__ИСХОДНЫЙ ТЕКСТ__
ВЕТЕР, СМЕРТЬ, БАБОЧКИ… О Герхарде Майере

Время от времени появляется индеец. Он спускается по реке в каноэ, у него два или три ярких пера в волосах, и он — последний из могикан. Происходит это на реке Аре, поблизости от Ольтена, в Швейцарии; недалеко от автобана Базель — Женева, по пути из Берлина в Марсель.

Если бы мы знали, кто этот индеец, из какой материи сотворен и по каким путям к какой реальности движется, мы бы напали на след той тайны, каковой является проза Герхарда Майера. Однако писатель препятствует тому, чтобы кто-то напал на его след, — препятствует очень изощренно, на свой манер. Он маскирует свою тайну именно тем, что всегда всё делает ясным. Он говорит недвусмысленно и только о недвусмысленных вещах, всякий раз добросовестно называет вещи и людей их именами и объясняет, как с ними обстоит дело сейчас и как обстояло когда-то. А поскольку эти вещи и люди, в их совокупности, образуют маленький обозримый мир, мир Амрейна, мы, читая о них, всё меньше понимаем, почему же это целое остается для нас таким загадочным, почему вместо чувства спокойной уверенности всё усиливается этот странный сквозняк и возникает ощущение, будто ветер — лишенный порывистости, но необоримый — поднимает тебя в воздух и переносит через границы: так же, как он увлекает вдаль листья, и дым, и облака.

Но, может, это только иллюзия; может, мы слишком увлеклись чтением, из-за чего и попались в ловушку, устроенную старым охотником. Ведь этот Герхард Майер, судя по всему, что мы о нем знаем, принадлежит к числу тех, кто умеет ждать. Он наделен коварным терпением легендарных старых охотников, которые не сомневались, что их час рано или поздно наступит, и были способны подолгу сидеть в засаде, не двигаясь, возле какой-нибудь норы, или водопоя, или проруби в арктическом льду. Как же долго этот человек ждал, прежде чем начал писать, — ждал, не теряя надежды и не считая себя жертвой! Овладевая приемами фабричного производства, он одновременно практиковался в художественных приемах, осваивая экономику индустриальных материалов, вникал в экономику языка, а чтобы изучить онтологию, то есть учение о сущности вещей, сам на протяжении тридцати с лишним лет изготавливал вещи[315]. Уже поэтому мы должны считаться с возможностью, что он, как человек пишущий, всегда хоть на один мыслительный ход, но опережает нас, читателей, и что именно когда мы решим, будто окончательно «раскусили» его, мы окажемся в ловушке — а он, ожидавший этого, будет стоять рядом и дружелюбно нам улыбаться.

__ЗАДАНИЕ 1__
На какой реке, по словам очерка о Герхарде Майере, время от времени появляется индеец в каноэ?
__ЗАДАНИЕ 2__
Продолжите очерк о Герхарде Майере сразу после его последнего предложения.

__РАЗДЕЛ ДАННЫХ__
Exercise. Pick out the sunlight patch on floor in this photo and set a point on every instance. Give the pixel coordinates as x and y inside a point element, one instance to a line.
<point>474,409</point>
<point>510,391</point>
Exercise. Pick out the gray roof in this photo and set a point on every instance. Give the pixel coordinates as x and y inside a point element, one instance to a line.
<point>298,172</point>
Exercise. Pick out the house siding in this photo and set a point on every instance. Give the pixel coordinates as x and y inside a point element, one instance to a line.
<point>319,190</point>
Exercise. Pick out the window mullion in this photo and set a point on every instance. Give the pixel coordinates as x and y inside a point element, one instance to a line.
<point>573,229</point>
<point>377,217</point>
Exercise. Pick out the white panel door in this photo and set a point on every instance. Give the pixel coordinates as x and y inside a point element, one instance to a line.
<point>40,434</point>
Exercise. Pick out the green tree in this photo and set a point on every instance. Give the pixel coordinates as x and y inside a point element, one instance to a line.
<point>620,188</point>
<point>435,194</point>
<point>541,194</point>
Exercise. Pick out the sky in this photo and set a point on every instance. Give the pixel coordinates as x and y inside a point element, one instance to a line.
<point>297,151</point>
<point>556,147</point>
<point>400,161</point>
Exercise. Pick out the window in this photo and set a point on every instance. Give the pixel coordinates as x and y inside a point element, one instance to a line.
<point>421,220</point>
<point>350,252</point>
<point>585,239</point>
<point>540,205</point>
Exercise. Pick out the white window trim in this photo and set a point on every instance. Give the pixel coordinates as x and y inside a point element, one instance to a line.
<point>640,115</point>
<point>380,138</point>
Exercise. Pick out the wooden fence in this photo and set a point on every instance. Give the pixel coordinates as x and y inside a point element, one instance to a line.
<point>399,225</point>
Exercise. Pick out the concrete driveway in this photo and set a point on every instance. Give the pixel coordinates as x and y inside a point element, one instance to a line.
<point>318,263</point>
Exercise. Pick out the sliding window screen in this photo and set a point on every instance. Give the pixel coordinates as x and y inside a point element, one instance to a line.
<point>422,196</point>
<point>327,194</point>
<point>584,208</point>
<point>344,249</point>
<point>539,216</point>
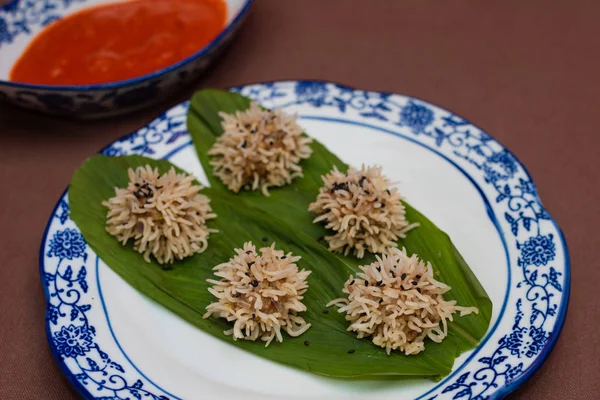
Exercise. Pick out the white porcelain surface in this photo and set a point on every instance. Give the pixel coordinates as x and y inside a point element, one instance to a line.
<point>462,179</point>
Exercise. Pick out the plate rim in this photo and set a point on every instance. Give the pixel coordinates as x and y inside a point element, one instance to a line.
<point>501,392</point>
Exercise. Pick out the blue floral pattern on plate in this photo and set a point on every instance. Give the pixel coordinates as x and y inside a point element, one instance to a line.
<point>538,256</point>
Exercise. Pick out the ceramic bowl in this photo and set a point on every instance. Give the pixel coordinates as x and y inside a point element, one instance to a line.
<point>22,20</point>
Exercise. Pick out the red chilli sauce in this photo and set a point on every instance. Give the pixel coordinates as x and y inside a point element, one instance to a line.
<point>119,41</point>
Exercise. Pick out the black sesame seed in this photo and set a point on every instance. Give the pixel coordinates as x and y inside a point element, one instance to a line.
<point>339,186</point>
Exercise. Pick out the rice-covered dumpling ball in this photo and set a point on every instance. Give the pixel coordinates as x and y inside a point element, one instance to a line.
<point>164,215</point>
<point>397,302</point>
<point>362,209</point>
<point>260,293</point>
<point>259,149</point>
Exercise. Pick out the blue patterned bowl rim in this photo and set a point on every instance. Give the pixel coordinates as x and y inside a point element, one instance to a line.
<point>113,85</point>
<point>500,393</point>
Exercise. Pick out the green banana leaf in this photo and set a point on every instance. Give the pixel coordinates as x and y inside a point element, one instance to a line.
<point>282,218</point>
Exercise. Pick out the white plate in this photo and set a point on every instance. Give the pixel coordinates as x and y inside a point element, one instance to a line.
<point>113,342</point>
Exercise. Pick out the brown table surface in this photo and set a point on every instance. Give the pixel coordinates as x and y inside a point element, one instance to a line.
<point>526,72</point>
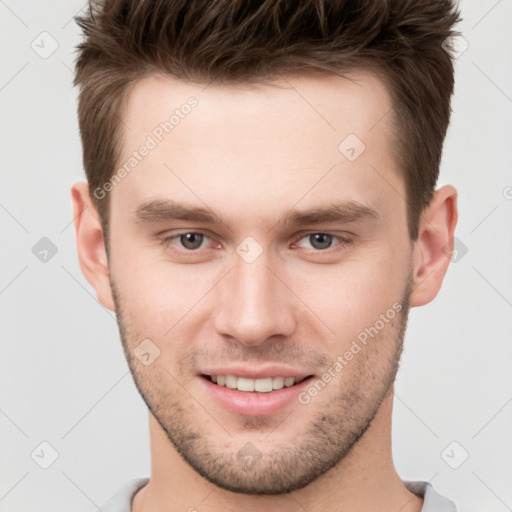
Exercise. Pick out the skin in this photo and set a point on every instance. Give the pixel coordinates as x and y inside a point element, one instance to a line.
<point>251,154</point>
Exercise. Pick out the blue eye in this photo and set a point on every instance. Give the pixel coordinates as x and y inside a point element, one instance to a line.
<point>192,241</point>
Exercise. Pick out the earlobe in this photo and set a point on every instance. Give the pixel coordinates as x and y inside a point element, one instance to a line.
<point>433,248</point>
<point>90,244</point>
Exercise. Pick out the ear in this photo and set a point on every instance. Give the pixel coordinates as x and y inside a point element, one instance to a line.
<point>434,246</point>
<point>92,255</point>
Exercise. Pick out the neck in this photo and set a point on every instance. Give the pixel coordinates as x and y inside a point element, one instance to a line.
<point>365,480</point>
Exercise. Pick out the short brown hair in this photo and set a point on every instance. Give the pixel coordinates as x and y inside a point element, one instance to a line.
<point>405,42</point>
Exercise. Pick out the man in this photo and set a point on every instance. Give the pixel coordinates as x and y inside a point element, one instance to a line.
<point>260,212</point>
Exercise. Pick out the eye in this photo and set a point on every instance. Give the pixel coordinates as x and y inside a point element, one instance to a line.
<point>322,241</point>
<point>190,240</point>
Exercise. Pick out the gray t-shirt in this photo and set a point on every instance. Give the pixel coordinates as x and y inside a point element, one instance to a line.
<point>433,502</point>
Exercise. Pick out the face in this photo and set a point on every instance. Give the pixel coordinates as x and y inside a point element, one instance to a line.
<point>262,236</point>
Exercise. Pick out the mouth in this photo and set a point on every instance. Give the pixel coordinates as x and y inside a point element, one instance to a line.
<point>257,386</point>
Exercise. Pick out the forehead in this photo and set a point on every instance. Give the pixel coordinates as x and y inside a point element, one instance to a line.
<point>238,147</point>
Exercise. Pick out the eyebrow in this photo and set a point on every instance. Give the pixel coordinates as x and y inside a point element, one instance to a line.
<point>161,210</point>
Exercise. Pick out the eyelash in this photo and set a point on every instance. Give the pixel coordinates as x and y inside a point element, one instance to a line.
<point>343,242</point>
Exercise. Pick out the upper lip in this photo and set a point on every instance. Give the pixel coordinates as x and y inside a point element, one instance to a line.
<point>257,373</point>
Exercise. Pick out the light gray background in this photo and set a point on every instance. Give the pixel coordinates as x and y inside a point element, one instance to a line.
<point>64,379</point>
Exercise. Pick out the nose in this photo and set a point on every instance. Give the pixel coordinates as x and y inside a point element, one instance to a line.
<point>255,302</point>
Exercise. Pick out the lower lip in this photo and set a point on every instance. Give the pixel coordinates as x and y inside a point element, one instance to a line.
<point>254,403</point>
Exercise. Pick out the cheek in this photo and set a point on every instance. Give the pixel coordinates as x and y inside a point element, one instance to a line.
<point>352,295</point>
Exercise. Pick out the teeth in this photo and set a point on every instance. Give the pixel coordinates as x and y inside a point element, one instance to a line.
<point>265,385</point>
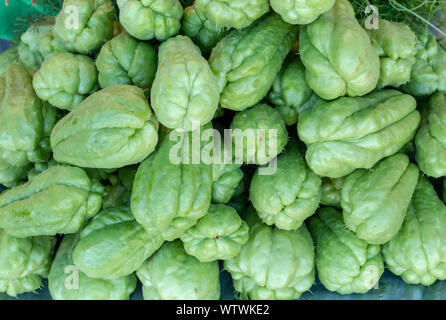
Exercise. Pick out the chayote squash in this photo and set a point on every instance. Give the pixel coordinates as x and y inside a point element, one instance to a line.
<point>288,196</point>
<point>247,61</point>
<point>375,201</point>
<point>418,252</point>
<point>23,262</point>
<point>351,133</point>
<point>66,282</point>
<point>338,55</point>
<point>345,264</point>
<point>150,19</point>
<point>274,263</point>
<point>56,201</point>
<point>125,60</point>
<point>114,245</point>
<point>112,128</point>
<point>185,90</point>
<point>66,79</point>
<point>219,235</point>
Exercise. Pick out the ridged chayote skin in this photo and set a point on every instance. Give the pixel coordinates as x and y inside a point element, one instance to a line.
<point>114,245</point>
<point>274,263</point>
<point>352,133</point>
<point>396,46</point>
<point>345,264</point>
<point>172,274</point>
<point>260,133</point>
<point>290,90</point>
<point>85,24</point>
<point>418,252</point>
<point>66,282</point>
<point>232,13</point>
<point>219,235</point>
<point>171,196</point>
<point>201,30</point>
<point>430,140</point>
<point>185,90</point>
<point>150,19</point>
<point>66,79</point>
<point>56,201</point>
<point>301,11</point>
<point>290,195</point>
<point>125,60</point>
<point>338,55</point>
<point>23,262</point>
<point>112,128</point>
<point>247,61</point>
<point>375,201</point>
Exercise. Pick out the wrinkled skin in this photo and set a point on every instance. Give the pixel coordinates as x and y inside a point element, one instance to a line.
<point>375,201</point>
<point>75,285</point>
<point>114,245</point>
<point>274,264</point>
<point>351,133</point>
<point>345,264</point>
<point>125,60</point>
<point>93,26</point>
<point>171,274</point>
<point>418,252</point>
<point>260,133</point>
<point>395,44</point>
<point>290,195</point>
<point>56,201</point>
<point>55,81</point>
<point>219,235</point>
<point>338,55</point>
<point>150,19</point>
<point>185,90</point>
<point>23,262</point>
<point>301,12</point>
<point>112,128</point>
<point>247,61</point>
<point>232,13</point>
<point>430,141</point>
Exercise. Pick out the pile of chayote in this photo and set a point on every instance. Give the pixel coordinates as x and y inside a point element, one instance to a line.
<point>167,141</point>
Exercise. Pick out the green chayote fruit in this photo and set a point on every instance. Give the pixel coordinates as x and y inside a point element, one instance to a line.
<point>301,12</point>
<point>23,262</point>
<point>274,263</point>
<point>219,235</point>
<point>125,60</point>
<point>201,30</point>
<point>430,140</point>
<point>185,91</point>
<point>149,19</point>
<point>418,252</point>
<point>259,133</point>
<point>351,133</point>
<point>114,245</point>
<point>375,201</point>
<point>345,264</point>
<point>112,128</point>
<point>170,194</point>
<point>247,61</point>
<point>396,46</point>
<point>338,55</point>
<point>53,84</point>
<point>171,274</point>
<point>55,201</point>
<point>289,195</point>
<point>290,90</point>
<point>232,13</point>
<point>66,282</point>
<point>85,24</point>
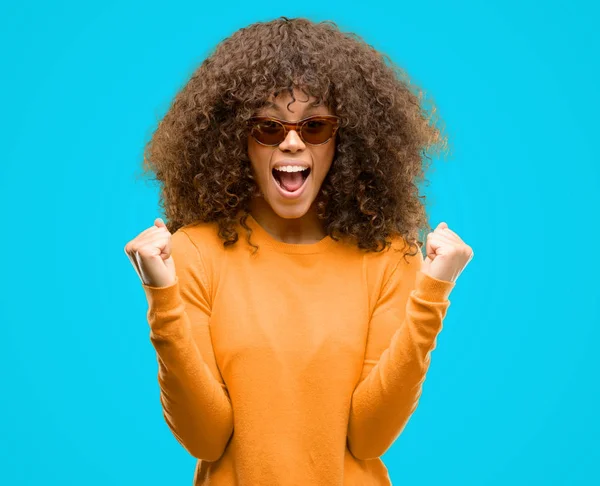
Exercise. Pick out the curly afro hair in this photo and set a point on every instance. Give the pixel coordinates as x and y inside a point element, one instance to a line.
<point>198,152</point>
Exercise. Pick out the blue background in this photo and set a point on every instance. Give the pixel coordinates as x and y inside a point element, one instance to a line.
<point>512,393</point>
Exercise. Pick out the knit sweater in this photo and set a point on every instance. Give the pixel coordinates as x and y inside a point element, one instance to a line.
<point>298,365</point>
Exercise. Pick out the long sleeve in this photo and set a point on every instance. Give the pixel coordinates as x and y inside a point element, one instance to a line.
<point>402,333</point>
<point>193,395</point>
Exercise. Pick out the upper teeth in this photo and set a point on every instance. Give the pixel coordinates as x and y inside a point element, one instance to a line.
<point>290,168</point>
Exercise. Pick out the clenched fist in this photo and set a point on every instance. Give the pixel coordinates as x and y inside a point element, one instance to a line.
<point>150,255</point>
<point>447,254</point>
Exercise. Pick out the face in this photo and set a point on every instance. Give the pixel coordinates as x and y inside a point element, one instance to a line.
<point>291,150</point>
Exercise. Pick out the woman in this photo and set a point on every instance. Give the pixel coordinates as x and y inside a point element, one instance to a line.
<point>294,356</point>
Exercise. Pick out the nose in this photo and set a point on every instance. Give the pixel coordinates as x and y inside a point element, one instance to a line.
<point>292,142</point>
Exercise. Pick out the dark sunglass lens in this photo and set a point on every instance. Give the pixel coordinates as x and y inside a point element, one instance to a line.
<point>268,132</point>
<point>317,131</point>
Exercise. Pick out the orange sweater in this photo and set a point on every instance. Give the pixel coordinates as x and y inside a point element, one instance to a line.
<point>299,365</point>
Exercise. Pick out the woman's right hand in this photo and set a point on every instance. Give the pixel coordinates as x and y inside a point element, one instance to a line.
<point>150,255</point>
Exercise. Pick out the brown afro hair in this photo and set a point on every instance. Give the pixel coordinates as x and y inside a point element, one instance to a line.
<point>198,151</point>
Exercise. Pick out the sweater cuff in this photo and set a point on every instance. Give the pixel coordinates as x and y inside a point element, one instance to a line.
<point>432,289</point>
<point>162,298</point>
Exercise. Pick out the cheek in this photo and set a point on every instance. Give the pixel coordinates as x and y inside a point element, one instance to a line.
<point>259,158</point>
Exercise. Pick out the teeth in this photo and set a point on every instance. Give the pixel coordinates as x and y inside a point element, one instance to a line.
<point>291,168</point>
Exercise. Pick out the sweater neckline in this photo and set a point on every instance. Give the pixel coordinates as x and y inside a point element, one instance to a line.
<point>264,237</point>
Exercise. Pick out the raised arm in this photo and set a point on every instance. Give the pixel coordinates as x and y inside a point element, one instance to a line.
<point>194,398</point>
<point>402,333</point>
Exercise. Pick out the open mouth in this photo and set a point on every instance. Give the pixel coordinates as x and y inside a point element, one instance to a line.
<point>291,181</point>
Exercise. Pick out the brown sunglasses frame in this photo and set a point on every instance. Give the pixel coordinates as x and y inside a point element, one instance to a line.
<point>297,126</point>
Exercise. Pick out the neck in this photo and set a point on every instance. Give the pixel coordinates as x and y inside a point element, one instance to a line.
<point>304,230</point>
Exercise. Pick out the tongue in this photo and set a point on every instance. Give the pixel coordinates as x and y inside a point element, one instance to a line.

__ИТОГОВЫЙ ОТВЕТ 1__
На реке Аре, поблизости от Ольтена, в Швейцарии.

__ИТОГОВЫЙ ОТВЕТ 2__
Что же, давайте присмотримся к его текстам повнимательнее, выберем на пробу какой-нибудь пример — ну хоть с уже упоминавшимся индейцем. Образ индейца возникает в «Балладе о снегопаде», третьем томе Амрейнской тетралогии[316]. Там говорится:

Я думал о нашем повороте возле Ольтена, где Баур в самом начале сказал, что в возрасте трех, четырех, пяти лет каждый живет картинами, которые получил как приданое для жизни. А когда человеку шестьдесят три, шестьдесят четыре, шестьдесят пять, он идет вдоль реки и вдруг решает, что это североамериканская река, воспринимает ее серые, оранжевые, желтые тона как индейские краски, видит, словно во сне, каноэ на этой реке и в нем — последнего из могикан, увенчанного двумя или тремя пестрыми перьями.

Разве это сказано не достаточно просто? Да и практика такая нам знакома. Правда, не в связи с местностью на берегу Аре, возле швейцарского городка Ольтена, недалеко от автобана Базель — Женева, по пути из Берлина в Марсель. А в связи с другой местностью, между Вунзиделем, Хофом и Байрейтом, — какой она была в конце XVIII века. Разве в приведенном отрывке описана не в точности та же алхимия внутренней сущности, какой постоянно занимаются персонажи Жана Поля? Занимаются этим и Вуц, и Вальт, и Фиксляйн[317] — бедолаги, живущие в условиях горькой, горько-комичной бедности. Точно так же и они прибегают к запасу картин и сновидческих секвенций, накопленных еще в детстве и хранимых в тайниках их душ. Находясь на холодном севере Европы, они могут раскатывать, как ковры, итальянские ландшафты с бухтами, кипарисами и, скажем, экстатическим Везувием; в морозный январский день им достаточно закрыть глаза, и вот уже вокруг них июнь, пахнет сеном, а они сидят на возу с огромным ворохом сена, зарываются в эту мягкую гору и едут, покачиваясь, сквозь наркотическое лето; и даже на смертном одре, дряхлые и исхудавшие, они могут, просто прикоснувшись к старой игрушке, опять превратиться в опьяненного материнской близостью малыша, каким были когда-то, и возиться на полу с собакой и двумя курицами — в давно уже не существующей комнате, — слившись с этой живностью в единый клубок неистового счастья.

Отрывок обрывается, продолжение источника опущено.